Excerpts of bounding box data:
** start **

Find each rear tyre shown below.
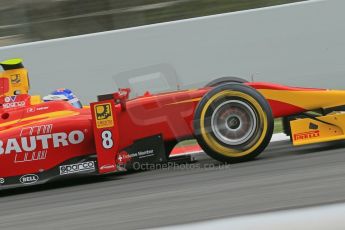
[194,83,274,163]
[205,77,248,87]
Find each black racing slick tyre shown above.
[194,83,274,163]
[205,77,248,87]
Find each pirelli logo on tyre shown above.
[95,103,114,129]
[293,130,320,141]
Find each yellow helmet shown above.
[0,58,30,96]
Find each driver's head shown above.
[43,88,83,108]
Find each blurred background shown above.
[0,0,302,46]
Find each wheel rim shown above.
[211,100,257,145]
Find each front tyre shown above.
[194,83,274,163]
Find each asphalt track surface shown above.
[0,141,345,230]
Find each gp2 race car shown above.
[0,60,345,189]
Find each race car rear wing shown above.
[91,98,119,174]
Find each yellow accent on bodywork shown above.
[169,97,201,105]
[30,95,42,105]
[0,110,79,132]
[200,90,268,157]
[258,89,345,110]
[0,58,23,65]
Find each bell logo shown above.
[19,174,39,184]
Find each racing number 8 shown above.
[101,130,114,149]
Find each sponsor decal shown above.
[293,130,320,141]
[117,151,132,164]
[14,150,47,163]
[60,161,96,175]
[95,103,114,129]
[14,124,53,163]
[0,130,85,155]
[10,74,21,87]
[2,96,25,109]
[100,164,116,170]
[129,149,154,158]
[19,174,40,184]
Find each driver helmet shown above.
[43,88,83,108]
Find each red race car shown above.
[0,59,345,189]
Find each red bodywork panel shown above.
[0,83,328,178]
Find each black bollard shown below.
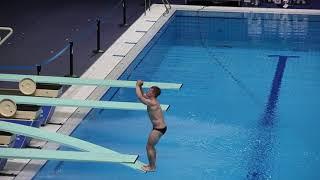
[93,19,104,54]
[36,64,41,76]
[120,0,128,27]
[66,41,77,77]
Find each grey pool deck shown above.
[1,4,320,180]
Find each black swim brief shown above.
[153,126,167,135]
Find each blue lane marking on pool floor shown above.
[247,55,299,180]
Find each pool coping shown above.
[1,4,320,180]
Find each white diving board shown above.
[0,74,182,90]
[0,95,169,111]
[0,148,138,163]
[0,121,145,172]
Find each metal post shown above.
[120,0,128,27]
[36,64,41,76]
[67,41,77,77]
[93,19,104,54]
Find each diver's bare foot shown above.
[142,165,156,172]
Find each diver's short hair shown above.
[151,86,161,97]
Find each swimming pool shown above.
[34,11,320,180]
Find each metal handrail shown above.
[0,27,13,45]
[162,0,171,15]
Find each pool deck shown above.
[1,1,320,179]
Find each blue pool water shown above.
[35,11,320,180]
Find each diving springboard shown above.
[0,148,138,163]
[0,74,182,90]
[0,95,169,111]
[0,121,145,172]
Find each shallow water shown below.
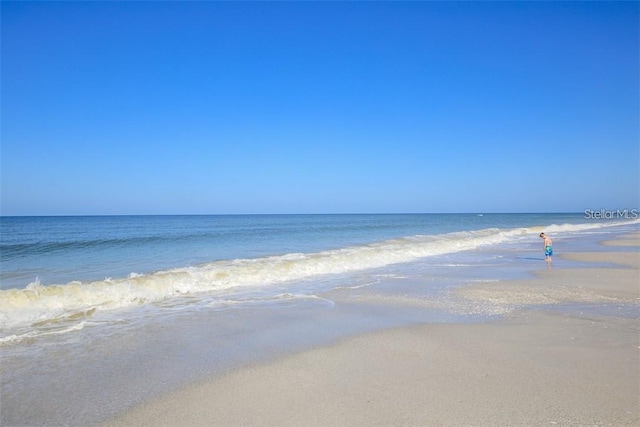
[0,217,638,425]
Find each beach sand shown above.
[105,236,640,426]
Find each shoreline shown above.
[102,233,640,427]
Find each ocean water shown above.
[0,213,640,425]
[0,214,624,336]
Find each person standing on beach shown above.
[540,233,553,266]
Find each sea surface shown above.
[0,213,640,425]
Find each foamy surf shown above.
[0,223,632,344]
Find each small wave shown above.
[0,223,632,333]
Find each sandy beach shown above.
[105,235,640,426]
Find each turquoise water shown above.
[0,214,639,425]
[0,214,593,289]
[0,214,636,342]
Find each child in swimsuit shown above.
[540,233,553,264]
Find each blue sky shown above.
[0,1,640,215]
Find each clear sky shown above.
[0,0,640,215]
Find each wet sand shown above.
[106,236,640,426]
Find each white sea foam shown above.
[0,223,632,334]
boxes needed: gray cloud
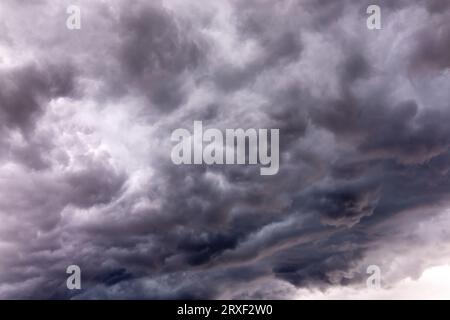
[0,0,450,299]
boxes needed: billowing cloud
[0,0,450,299]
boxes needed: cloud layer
[0,0,450,299]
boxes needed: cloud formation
[0,0,450,299]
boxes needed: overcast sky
[0,0,450,299]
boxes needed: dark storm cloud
[0,63,74,133]
[0,0,450,299]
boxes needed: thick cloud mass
[0,0,450,299]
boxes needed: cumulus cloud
[0,0,450,299]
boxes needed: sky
[0,0,450,299]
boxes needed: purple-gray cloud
[0,0,450,299]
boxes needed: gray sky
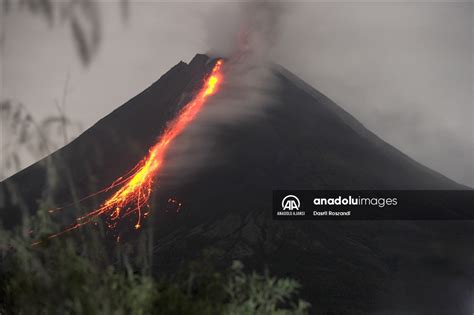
[0,1,474,186]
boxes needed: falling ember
[38,59,223,241]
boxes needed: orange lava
[38,59,223,242]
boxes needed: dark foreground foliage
[0,212,309,315]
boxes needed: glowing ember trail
[40,59,223,242]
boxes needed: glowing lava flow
[41,60,223,242]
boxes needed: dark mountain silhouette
[0,55,474,314]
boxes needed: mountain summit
[0,55,474,314]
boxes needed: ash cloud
[163,1,286,182]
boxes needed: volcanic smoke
[35,59,223,244]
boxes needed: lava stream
[38,59,223,242]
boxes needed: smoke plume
[164,1,285,182]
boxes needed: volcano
[0,55,474,314]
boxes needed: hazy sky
[0,1,474,186]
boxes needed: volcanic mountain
[0,55,474,314]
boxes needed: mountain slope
[1,55,474,314]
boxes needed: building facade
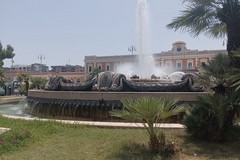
[84,41,227,77]
[51,65,84,72]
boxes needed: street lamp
[128,45,137,54]
[38,54,45,72]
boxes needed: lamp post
[128,45,137,54]
[38,54,45,72]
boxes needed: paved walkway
[0,96,185,129]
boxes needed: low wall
[27,90,207,122]
[0,96,25,104]
[28,90,207,102]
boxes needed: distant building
[9,64,32,71]
[51,65,84,72]
[31,63,49,72]
[84,41,227,77]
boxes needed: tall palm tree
[167,0,240,68]
[110,97,186,152]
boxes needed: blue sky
[0,0,225,67]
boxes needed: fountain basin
[27,90,207,121]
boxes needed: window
[188,62,193,69]
[176,62,182,69]
[88,66,92,72]
[166,61,172,68]
[106,65,110,71]
[97,64,102,70]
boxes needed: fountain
[27,0,205,121]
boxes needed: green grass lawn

** end **

## PROBLEM REQUIREMENTS
Present every line of the data above as a numbered list, skipping blank lines and leaving out the pictures.

## RESPONSE TO THIS TASK
1. Find each rear tyre shown below.
2. [194,83,274,163]
3. [205,77,248,87]
4. Find each black racing slick tyre shown above.
5. [194,83,274,163]
6. [205,77,248,87]
7. Find each pirelli logo on tyre shown above.
8. [95,103,114,129]
9. [293,130,320,141]
10. Find each yellow helmet shown above.
11. [0,58,30,96]
12. Find each driver's head shown above.
13. [43,88,83,108]
14. Find each blurred background shown above.
15. [0,0,302,46]
16. Find each wheel rim shown above.
17. [211,100,257,145]
18. Find each front tyre shown above.
19. [194,83,274,163]
20. Find each asphalt track surface shown above.
21. [0,141,345,230]
22. Find each gp2 race car shown above.
23. [0,60,345,189]
24. Find each race car rear wing shown above.
25. [91,98,119,174]
26. Find each yellow accent on bodywork shown above.
27. [169,97,201,105]
28. [30,95,42,105]
29. [0,110,79,132]
30. [200,90,268,157]
31. [258,89,345,110]
32. [0,58,23,65]
33. Find each bell logo shown above.
34. [19,174,39,184]
35. Find each racing number 8 shown above.
36. [101,130,114,149]
37. Find each sponsor decal shown above.
38. [293,130,320,141]
39. [117,151,132,164]
40. [14,150,47,163]
41. [60,161,96,175]
42. [95,103,114,129]
43. [14,124,53,163]
44. [0,130,85,155]
45. [10,74,21,87]
46. [2,96,25,109]
47. [100,164,116,170]
48. [129,149,154,158]
49. [19,174,40,184]
50. Find each driver helmet shown above.
51. [43,88,83,108]
52. Find each red race car shown above.
53. [0,59,345,189]
54. Find each red bodywork panel shown above.
55. [0,83,328,178]
56. Find each black bollard shown below.
57. [93,19,104,54]
58. [36,64,41,76]
59. [120,0,128,27]
60. [66,41,77,77]
61. Find each grey pool deck shown above.
62. [1,4,320,180]
63. Find each black swim brief shown above.
64. [153,126,167,135]
65. Find each blue lane marking on pool floor shown above.
66. [247,55,299,180]
67. Find each pool coping shown above.
68. [1,4,320,180]
69. Find each white diving board shown above.
70. [0,74,182,90]
71. [0,95,169,111]
72. [0,148,138,163]
73. [0,121,145,172]
74. Find each metal post shown above.
75. [120,0,128,27]
76. [36,64,41,76]
77. [67,41,77,77]
78. [93,19,104,54]
79. Find each diver's bare foot shown above.
80. [142,165,156,172]
81. Find each diver's short hair shown above.
82. [151,86,161,97]
83. Find each swimming pool shown above.
84. [34,11,320,180]
85. Find each metal handrail shown above.
86. [0,27,13,45]
87. [162,0,171,15]
88. Find each pool deck shown above.
89. [1,1,320,179]
90. Find each blue pool water shown above.
91. [35,11,320,180]
92. Find each diving springboard shown above.
93. [0,148,138,163]
94. [0,74,182,90]
95. [0,95,169,111]
96. [0,121,145,172]
97. Find each shallow water shown below.
98. [0,217,638,425]
99. Find each beach sand shown above.
100. [105,236,640,426]
101. Find each shoreline shown above.
102. [102,233,640,427]
103. Find each ocean water shown above.
104. [0,213,640,425]
105. [0,214,624,336]
106. Find each person standing on beach shown above.
107. [540,233,553,266]
108. Find each sea surface shown above.
109. [0,213,640,425]
110. Find each foamy surf shown above.
111. [0,223,632,344]
112. Find each small wave shown above.
113. [0,223,632,333]
114. Find each sandy beach shown above.
115. [105,235,640,426]
116. Find each turquoise water shown above.
117. [0,214,639,425]
118. [0,214,593,289]
119. [0,214,636,342]
120. Find each child in swimsuit shown above.
121. [540,233,553,264]
122. Find each blue sky shown above.
123. [0,1,640,215]
124. Find each clear sky shown above.
125. [0,0,640,215]
126. Find each wet sand shown above.
127. [106,236,640,426]
128. Find each white sea foam shown above.
129. [0,223,632,334]
130. boxes needed: gray cloud
131. [0,0,450,299]
132. boxes needed: billowing cloud
133. [0,0,450,299]
134. boxes needed: cloud layer
135. [0,0,450,299]
136. boxes needed: cloud formation
137. [0,0,450,299]
138. boxes needed: overcast sky
139. [0,0,450,299]
140. boxes needed: dark storm cloud
141. [0,63,74,133]
142. [0,0,450,299]
143. boxes needed: thick cloud mass
144. [0,0,450,299]
145. boxes needed: cumulus cloud
146. [0,0,450,299]
147. boxes needed: sky
148. [0,0,450,299]
149. boxes needed: purple-gray cloud
150. [0,0,450,299]
151. boxes needed: gray sky
152. [0,1,474,186]
153. boxes needed: falling ember
154. [38,59,223,241]
155. boxes needed: orange lava
156. [38,59,223,242]
157. boxes needed: dark foreground foliage
158. [0,212,309,315]
159. boxes needed: glowing ember trail
160. [40,59,223,242]
161. boxes needed: glowing lava flow
162. [41,60,223,242]
163. boxes needed: dark mountain silhouette
164. [0,55,474,314]
165. boxes needed: mountain summit
166. [0,55,474,314]
167. boxes needed: ash cloud
168. [163,1,286,182]
169. boxes needed: volcanic smoke
170. [35,59,223,244]
171. boxes needed: lava stream
172. [38,59,223,242]
173. boxes needed: smoke plume
174. [164,1,285,182]
175. boxes needed: volcano
176. [0,55,474,314]
177. boxes needed: hazy sky
178. [0,1,474,186]
179. boxes needed: volcanic mountain
180. [0,55,474,314]
181. boxes needed: mountain slope
182. [1,55,474,314]
183. boxes needed: building facade
184. [84,41,227,77]
185. [51,65,84,72]
186. boxes needed: street lamp
187. [128,45,137,54]
188. [38,54,45,72]
189. boxes needed: lamp post
190. [128,45,137,54]
191. [38,54,45,72]
192. boxes needed: paved walkway
193. [0,96,185,129]
194. boxes needed: low wall
195. [27,90,207,122]
196. [0,96,25,104]
197. [28,90,207,102]
198. boxes needed: distant building
199. [9,64,32,71]
200. [51,65,84,72]
201. [31,63,49,72]
202. [84,41,227,77]
203. boxes needed: tall palm tree
204. [167,0,240,68]
205. [110,97,186,152]
206. boxes needed: blue sky
207. [0,0,225,67]
208. boxes needed: fountain basin
209. [27,90,207,121]
210. boxes needed: window
211. [188,62,193,69]
212. [176,62,182,69]
213. [88,66,92,72]
214. [166,61,172,68]
215. [106,65,110,71]
216. [97,64,102,70]
217. boxes needed: fountain
218. [27,0,205,121]
219. boxes needed: green grass lawn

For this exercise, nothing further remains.